### Problem to work on
In the records below, which lines include "wilting"? Copy them.

[Stored items from a collection]
::::::::::

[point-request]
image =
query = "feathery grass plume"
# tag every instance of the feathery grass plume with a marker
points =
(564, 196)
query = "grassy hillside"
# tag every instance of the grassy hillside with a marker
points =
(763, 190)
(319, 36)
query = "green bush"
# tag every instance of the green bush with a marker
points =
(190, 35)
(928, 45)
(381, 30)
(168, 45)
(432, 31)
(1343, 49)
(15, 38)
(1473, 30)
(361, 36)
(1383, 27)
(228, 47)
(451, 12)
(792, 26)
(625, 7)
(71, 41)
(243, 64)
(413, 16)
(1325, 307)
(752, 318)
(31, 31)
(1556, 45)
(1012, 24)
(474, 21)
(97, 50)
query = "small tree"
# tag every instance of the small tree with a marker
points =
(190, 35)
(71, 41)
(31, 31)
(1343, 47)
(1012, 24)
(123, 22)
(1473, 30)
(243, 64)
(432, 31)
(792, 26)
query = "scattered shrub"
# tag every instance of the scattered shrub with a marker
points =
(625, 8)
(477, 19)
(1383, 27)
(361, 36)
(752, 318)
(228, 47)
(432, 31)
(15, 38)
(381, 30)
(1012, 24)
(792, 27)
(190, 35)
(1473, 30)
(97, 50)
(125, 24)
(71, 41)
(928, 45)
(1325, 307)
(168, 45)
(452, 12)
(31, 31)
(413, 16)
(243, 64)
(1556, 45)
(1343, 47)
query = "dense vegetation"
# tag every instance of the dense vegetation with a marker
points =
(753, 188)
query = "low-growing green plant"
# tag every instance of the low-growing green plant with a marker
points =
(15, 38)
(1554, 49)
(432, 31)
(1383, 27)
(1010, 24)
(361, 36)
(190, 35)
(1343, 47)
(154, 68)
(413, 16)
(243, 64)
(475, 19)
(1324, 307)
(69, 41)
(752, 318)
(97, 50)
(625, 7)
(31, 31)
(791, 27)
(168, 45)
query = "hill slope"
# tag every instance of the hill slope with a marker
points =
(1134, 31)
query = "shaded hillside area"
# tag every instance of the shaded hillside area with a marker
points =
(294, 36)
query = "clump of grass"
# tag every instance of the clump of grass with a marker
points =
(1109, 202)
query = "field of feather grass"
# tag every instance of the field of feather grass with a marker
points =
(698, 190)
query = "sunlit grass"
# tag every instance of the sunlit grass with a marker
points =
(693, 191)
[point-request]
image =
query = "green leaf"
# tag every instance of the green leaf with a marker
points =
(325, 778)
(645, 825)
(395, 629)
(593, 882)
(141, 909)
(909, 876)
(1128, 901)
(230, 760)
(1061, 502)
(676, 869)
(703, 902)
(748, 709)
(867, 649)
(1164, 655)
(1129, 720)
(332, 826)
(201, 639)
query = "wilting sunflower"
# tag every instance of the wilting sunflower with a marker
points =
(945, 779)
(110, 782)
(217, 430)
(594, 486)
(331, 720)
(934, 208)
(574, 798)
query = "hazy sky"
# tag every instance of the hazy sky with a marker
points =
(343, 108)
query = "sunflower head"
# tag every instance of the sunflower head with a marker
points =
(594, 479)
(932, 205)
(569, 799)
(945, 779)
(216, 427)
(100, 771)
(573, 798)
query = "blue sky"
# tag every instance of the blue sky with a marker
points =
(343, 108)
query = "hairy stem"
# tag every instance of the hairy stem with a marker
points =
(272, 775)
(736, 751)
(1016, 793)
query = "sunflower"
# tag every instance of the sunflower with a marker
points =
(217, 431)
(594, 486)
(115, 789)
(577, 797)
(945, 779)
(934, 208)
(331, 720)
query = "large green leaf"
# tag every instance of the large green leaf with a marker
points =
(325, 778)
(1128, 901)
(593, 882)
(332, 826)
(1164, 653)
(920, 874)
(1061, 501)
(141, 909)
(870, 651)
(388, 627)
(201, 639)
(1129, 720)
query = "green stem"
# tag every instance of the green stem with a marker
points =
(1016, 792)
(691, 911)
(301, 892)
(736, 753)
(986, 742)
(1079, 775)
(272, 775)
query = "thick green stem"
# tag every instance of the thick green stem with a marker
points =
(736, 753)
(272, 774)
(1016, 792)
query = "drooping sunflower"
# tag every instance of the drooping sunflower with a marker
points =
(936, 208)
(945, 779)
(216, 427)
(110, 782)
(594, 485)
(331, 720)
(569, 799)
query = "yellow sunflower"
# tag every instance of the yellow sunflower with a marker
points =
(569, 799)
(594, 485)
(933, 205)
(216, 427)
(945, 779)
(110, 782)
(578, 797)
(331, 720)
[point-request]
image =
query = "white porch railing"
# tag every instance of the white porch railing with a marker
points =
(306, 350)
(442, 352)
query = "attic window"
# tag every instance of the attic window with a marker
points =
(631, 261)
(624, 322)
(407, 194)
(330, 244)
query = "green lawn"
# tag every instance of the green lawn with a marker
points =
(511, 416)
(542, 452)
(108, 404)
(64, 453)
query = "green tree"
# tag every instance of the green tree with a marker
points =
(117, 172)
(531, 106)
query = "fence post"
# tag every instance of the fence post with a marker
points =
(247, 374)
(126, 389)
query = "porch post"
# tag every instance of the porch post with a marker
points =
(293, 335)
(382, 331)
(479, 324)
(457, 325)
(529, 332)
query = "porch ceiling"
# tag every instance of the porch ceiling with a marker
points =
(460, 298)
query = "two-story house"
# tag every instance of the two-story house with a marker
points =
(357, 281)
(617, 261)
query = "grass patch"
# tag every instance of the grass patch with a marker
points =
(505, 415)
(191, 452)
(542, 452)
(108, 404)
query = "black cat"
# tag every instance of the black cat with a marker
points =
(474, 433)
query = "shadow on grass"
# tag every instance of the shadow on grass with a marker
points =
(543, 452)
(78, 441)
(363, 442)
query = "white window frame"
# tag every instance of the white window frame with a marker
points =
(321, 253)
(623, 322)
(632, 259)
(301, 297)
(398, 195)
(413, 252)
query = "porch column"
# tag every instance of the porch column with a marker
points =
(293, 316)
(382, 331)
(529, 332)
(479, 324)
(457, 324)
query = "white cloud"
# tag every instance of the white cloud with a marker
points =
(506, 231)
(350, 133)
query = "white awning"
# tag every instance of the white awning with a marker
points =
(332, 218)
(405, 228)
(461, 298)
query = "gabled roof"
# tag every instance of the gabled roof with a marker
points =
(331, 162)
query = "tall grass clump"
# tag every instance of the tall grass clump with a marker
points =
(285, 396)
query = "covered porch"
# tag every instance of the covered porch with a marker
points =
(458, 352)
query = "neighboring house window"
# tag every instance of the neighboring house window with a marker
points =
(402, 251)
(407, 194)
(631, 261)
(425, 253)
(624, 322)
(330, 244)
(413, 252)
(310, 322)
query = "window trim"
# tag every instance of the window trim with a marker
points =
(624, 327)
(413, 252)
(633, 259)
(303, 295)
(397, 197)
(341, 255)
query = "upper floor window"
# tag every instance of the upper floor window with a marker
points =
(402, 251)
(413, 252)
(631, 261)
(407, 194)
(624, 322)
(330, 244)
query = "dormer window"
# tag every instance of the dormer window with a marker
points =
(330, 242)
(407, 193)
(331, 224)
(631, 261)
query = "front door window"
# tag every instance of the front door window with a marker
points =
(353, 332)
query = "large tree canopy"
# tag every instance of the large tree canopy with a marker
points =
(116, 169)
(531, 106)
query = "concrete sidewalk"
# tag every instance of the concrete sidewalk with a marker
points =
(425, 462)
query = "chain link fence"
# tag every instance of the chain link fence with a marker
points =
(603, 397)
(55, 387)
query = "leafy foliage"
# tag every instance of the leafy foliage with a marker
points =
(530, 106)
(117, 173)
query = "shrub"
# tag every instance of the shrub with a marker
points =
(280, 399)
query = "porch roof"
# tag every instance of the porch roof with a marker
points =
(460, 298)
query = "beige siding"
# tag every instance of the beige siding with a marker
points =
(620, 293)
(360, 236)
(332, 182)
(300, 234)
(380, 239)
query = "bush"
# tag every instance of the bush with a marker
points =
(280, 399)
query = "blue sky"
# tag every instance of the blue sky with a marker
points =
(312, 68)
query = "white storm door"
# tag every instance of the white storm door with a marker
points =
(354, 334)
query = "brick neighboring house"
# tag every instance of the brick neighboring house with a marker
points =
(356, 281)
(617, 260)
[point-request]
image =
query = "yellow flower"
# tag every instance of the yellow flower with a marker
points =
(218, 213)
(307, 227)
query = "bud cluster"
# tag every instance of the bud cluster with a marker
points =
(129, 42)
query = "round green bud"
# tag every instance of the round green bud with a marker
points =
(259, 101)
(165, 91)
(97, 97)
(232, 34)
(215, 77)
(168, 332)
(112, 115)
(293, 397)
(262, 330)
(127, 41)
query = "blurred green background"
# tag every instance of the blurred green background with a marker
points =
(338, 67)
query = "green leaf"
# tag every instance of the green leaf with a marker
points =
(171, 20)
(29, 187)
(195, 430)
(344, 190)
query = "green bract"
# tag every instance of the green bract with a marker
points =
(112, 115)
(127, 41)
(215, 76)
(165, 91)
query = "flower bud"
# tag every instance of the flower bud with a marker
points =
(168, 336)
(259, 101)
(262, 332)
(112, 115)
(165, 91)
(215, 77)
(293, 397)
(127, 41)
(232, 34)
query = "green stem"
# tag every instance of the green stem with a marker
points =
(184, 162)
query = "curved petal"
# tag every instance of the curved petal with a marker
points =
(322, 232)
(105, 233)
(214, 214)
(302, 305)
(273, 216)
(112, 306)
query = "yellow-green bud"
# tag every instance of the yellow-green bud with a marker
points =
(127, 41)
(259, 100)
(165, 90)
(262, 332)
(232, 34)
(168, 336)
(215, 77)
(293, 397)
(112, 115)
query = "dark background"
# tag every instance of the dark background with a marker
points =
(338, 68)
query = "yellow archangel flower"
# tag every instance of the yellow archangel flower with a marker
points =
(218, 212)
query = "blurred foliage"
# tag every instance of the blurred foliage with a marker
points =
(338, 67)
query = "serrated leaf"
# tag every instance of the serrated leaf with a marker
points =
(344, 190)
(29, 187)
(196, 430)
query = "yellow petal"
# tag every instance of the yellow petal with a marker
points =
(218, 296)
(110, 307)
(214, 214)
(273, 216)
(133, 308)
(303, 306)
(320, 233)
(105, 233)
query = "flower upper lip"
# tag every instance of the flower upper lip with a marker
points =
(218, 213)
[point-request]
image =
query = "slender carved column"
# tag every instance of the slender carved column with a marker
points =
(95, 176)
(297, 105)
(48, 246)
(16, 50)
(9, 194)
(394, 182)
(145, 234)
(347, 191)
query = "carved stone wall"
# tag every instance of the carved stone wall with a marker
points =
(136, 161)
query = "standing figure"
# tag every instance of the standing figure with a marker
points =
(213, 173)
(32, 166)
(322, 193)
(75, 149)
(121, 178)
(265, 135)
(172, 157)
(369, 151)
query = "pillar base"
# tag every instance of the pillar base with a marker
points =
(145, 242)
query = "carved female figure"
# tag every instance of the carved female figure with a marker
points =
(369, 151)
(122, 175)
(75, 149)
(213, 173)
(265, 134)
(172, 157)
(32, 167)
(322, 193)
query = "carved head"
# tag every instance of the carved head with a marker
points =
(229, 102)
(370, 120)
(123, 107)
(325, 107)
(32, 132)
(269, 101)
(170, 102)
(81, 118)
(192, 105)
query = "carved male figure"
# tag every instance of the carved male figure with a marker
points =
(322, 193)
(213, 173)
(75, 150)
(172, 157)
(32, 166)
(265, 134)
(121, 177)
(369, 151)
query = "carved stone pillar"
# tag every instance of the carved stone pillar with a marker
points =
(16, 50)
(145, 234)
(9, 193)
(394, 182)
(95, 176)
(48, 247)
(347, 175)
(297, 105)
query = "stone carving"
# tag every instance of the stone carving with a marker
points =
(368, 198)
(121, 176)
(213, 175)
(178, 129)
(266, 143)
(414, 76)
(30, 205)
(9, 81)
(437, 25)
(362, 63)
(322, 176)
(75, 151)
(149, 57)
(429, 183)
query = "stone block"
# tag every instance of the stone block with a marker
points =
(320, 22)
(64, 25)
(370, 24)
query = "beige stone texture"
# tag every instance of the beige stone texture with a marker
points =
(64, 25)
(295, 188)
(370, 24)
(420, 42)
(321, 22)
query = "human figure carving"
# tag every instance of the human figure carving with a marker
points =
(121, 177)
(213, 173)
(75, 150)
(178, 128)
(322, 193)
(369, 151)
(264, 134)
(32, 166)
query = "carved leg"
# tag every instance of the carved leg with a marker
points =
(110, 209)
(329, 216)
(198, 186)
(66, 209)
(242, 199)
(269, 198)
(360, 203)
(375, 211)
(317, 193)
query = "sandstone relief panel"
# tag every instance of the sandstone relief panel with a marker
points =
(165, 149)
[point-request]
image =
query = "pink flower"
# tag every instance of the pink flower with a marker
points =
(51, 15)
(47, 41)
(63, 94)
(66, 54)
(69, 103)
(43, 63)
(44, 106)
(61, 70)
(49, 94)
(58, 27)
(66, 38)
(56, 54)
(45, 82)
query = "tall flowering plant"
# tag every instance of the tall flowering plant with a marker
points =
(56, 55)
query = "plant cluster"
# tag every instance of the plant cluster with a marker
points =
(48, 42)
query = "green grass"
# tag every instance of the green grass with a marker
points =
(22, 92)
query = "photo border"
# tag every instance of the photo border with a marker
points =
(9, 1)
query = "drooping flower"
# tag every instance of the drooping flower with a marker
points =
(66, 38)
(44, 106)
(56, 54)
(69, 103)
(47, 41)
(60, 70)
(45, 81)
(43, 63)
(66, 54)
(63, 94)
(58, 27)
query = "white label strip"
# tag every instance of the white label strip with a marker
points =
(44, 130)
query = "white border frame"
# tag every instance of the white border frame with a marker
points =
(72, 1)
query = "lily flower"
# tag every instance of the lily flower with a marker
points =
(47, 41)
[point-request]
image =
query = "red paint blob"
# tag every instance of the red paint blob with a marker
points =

::::::::::

### Exercise response
query = "wilting sunflower"
# tag every instance of the wilting sunflower with a marker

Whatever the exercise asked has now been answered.